Благородная гражданственность — очень хорошая вещь, но она упрощена до решения проблемы на уровне исполкома.
Что значит для вас этот жанр «школьного фильма»?
Я был очень рад, что в своё время правильно нащупал среди болотистой и зловонной местности кочку, на которой можно простоять на одной ноге. Это какой-то запасной аэродром на случай плохой погоды. В этой зоне можно говорить, что в голову придёт. Все вылезали из говна через эту волшебную конъюнктуру отрочества и юности. В этом жанре работали замечательные, грандиозные люди: Гена Шпаликов, Юра Клепиков. При этом вся эта территория удивительно благосклонна к халтурному образу мыслей, там легко можно быть злонамеренным негодяем-халтурщиком.
Я правильно понимаю, что это такая ниша, в которой проще и удобнее работать…
Работа в этом пространстве всегда носит двоякий характер. Этот жанр предполагает говорение на общественно полезные темы с максимальной гражданской смелостью. В «прогрессивном» обществе сразу возникает огромное количество положительных вариантов решения проблемы — тогда как ни у одного здравомыслящего человека не может возникнуть никакого варианта решения проблемы, кроме как повеситься в уборной. А здесь вроде как ещё можно что-то сделать. Можно директора повесить, другой найдётся. Благородная гражданственность — очень хорошая вещь, но она упрощена до решения проблемы на уровне исполкома.
Случайность ли то, что «новая драма», Германика и Эрнст сошлись в этой точке сегодня, в 2010 году? Могли ведь сделать фильм про армию или про космонавтов, а сняли про школу.
Нет, не могло быть случайности про космонавтов. Когда Герман-младший сделал про космонавтов, никакой общественной дискуссии не было, потому что там нет директора, которого можно повесить.
То есть, всё дело в директоре, условно говоря?
Да, условно говоря, всё дело в директоре.

ЗАДАНИЕ 1
Ответьте по интервью о жанре школьного фильма:
(а) Кого собеседник называет среди замечательных людей, работавших в этом жанре?
(б) Какой год упомянут в вопросе о «новой драме», Германике и Эрнсте?
(в) Почему, по словам собеседника, фильм Германа-младшего про космонавтов не вызвал общественной дискуссии?
ЗАДАНИЕ 2
Напишите продолжение интервью о жанре школьного фильма, начиная сразу после последней реплики.

ИСХОДНЫЕ ДАННЫЕ
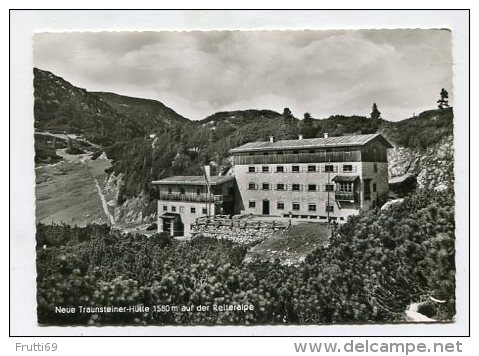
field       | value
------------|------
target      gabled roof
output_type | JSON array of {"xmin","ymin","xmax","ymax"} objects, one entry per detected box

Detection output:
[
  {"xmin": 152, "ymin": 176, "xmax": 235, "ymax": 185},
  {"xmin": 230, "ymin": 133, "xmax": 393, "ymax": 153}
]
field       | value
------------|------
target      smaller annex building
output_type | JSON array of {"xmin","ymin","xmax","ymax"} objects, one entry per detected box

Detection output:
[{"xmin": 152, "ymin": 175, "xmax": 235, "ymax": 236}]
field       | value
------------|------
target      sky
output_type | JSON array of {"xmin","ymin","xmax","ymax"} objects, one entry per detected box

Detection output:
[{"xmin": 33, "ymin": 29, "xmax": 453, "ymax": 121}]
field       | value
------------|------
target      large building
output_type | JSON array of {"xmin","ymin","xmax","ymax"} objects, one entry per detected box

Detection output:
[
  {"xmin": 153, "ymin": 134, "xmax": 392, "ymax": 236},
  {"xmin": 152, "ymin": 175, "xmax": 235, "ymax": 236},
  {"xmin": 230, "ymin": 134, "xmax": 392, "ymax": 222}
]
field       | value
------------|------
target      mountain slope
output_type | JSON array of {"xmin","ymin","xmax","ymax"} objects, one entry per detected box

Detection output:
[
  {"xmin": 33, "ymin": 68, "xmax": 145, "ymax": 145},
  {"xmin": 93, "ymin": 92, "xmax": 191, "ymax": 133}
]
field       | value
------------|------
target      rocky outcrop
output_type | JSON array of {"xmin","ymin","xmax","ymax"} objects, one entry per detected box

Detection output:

ОТВЕТ 1
(а) Гену Шпаликова и Юру Клепикова.
(б) 2010 год.
(в) Там нет директора, которого можно повесить.

ОТВЕТ 2
А как же быть с протестной энергией, которая становится безопасной на этой территории? Чем считать показ «Школы» на «Первом» — провокацией или нелицемерной попыткой вытащить что-то новое?
Это стечение обстоятельств. Это не провокация «Первого канала», потому что сейчас такое время, что никто не борется за то, чтобы Марсель Пруст стал частью нашей жизни. Это просто правильное поведение в сложившихся обстоятельствах. И их не сложили, эти обстоятельства. Они сложились задолго до этого.
Почему вас в эту точку Q потянуло в 2010-м году, в «Одноклассниках»? В «Ста днях после детства» школьная тема была «запасным аэродромом». Но сейчас все пути как бы открыты, бояться нечего.
«Слабо умные» и безмятежные
Должно было быть абсолютное отсутствие даже муляжей общественной полезности. У меня есть такое ощущение, может быть, это веяние времени, что самое общественно полезное сейчас — это общественно бесполезное. В этом моя глубокая убеждённость. Самая общественно полезная картина — это Лёшина херня — «Жмурки», она мне доставляет огромное удовольствие своим дебилизмом. У меня-то кино хоть слабоумное, а у него дебильное. Чудесное откровение такого высочайшего класса. Я не ищу новых контактов для того, чтобы вставить себе в жопу иглу с омоложивающим раствором. Мне просто гораздо интереснее общаться с Соней Карпуниной, чем с любым из моих ровесников. Чего она мне сообщила? — ни хера. Получение общественно полезной информации нулевое. Но интересно. С кем-нибудь из моих любимых однокашников, которые мне сообщают исключительно полезные вещи, нам есть, о чём поговорить, но неохота. В какой-то момент я уже стал Соню подзадоривать, говорю: «Может, ты что-нибудь осмыслишь с жизнью?». Она говорит: «Какой жизнью? Какой смысл? О чём вы?». Поэтому я себе говорил: «Очень хорошо, это должно быть абсолютно слабоумное кино».
Проблемы, которыми занимается искусство, если это искусство, лежат вне сферы общественных институций.
Мне всё-таки кажется, что вы немножко лукавите.
Нет, это исключается. А чего лукавлю, скажи?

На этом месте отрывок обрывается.